— MATERIAL SUPPLIED —
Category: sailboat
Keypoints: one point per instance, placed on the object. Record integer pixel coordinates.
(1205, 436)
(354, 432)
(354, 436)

— YOUR OBJECTIVE —
I'd like every record written out exactly as given.

— SOLUTION TO THE PROBLEM —
Category: sailboat
Keypoints: one point per instance, placed on the object. Record integer pixel coordinates.
(1205, 436)
(354, 432)
(354, 436)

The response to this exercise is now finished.